## What the task asks
Print, word for word, the line containing "Objective — for the bird in" and all lines beneath it to the end of the entries below. Pictures do not belong in the copy.

## Records
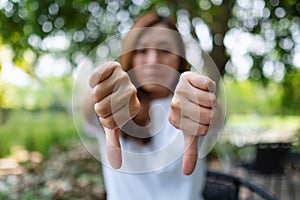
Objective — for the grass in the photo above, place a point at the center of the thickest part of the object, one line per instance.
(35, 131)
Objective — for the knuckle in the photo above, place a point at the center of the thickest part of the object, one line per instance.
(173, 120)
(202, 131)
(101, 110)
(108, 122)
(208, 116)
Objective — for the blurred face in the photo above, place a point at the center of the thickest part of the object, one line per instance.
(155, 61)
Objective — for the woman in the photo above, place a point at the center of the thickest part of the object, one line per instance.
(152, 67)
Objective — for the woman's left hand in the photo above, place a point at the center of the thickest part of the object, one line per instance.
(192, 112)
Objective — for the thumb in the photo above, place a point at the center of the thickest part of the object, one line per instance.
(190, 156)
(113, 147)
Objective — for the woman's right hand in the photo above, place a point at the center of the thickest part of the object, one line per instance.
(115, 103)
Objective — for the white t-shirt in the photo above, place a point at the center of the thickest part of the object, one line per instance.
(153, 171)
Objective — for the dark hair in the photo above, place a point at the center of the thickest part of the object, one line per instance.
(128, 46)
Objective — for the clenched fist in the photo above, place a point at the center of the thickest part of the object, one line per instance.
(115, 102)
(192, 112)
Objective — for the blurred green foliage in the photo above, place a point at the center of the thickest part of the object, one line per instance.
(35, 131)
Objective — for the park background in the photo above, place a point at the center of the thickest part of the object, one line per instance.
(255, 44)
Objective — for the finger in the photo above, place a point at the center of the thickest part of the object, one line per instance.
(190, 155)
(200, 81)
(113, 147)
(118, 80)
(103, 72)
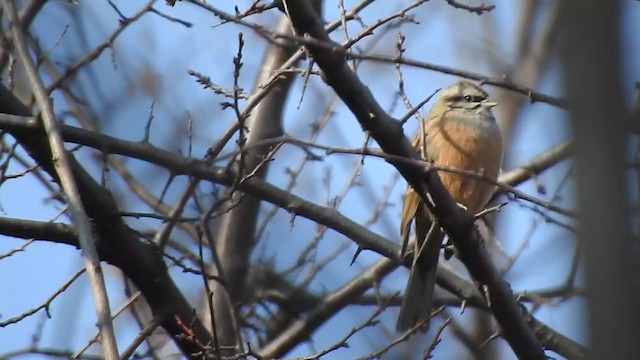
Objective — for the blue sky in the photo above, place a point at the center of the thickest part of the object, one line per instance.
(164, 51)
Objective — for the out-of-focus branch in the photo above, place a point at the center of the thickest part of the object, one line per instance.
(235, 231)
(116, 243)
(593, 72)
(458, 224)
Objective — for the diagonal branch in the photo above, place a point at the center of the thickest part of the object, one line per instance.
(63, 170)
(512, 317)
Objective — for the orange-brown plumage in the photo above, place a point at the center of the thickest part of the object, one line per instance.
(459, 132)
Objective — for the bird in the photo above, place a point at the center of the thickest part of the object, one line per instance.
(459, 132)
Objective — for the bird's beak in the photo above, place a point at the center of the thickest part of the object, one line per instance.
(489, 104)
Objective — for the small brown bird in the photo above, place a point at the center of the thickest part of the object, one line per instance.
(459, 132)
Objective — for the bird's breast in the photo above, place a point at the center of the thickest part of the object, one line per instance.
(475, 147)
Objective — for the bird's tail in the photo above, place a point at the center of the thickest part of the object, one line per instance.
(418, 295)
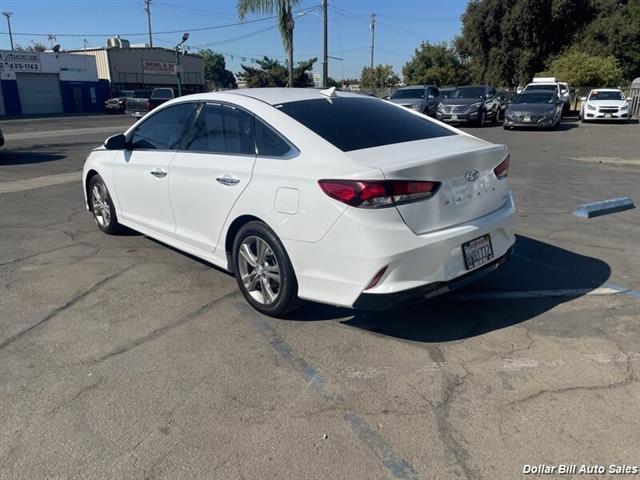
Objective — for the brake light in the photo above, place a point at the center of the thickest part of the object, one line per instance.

## Task solution
Objective — for the bird in the photo above, place a point at the center of the thickest part of the object, one line per instance.
(459, 132)
Objective — for the bird's beak in the photo above, place a point at the center of the thickest part of the object, one line per instance.
(489, 104)
Objective — for the small brown bird in the photo above, place a point at the center of the thickest part of the object, one line per instance.
(459, 132)
Objective — for the bird's breast in the photo above, place a point at the center of the thickest part of the object, one line per instance.
(475, 147)
Objective — for the bird's tail in the photo above, place a point at the center of the thickest part of the object, one line per instance.
(418, 295)
Objective — for the brake light in the photo above, place a point at the center of the thickest part of the object, one line per instance.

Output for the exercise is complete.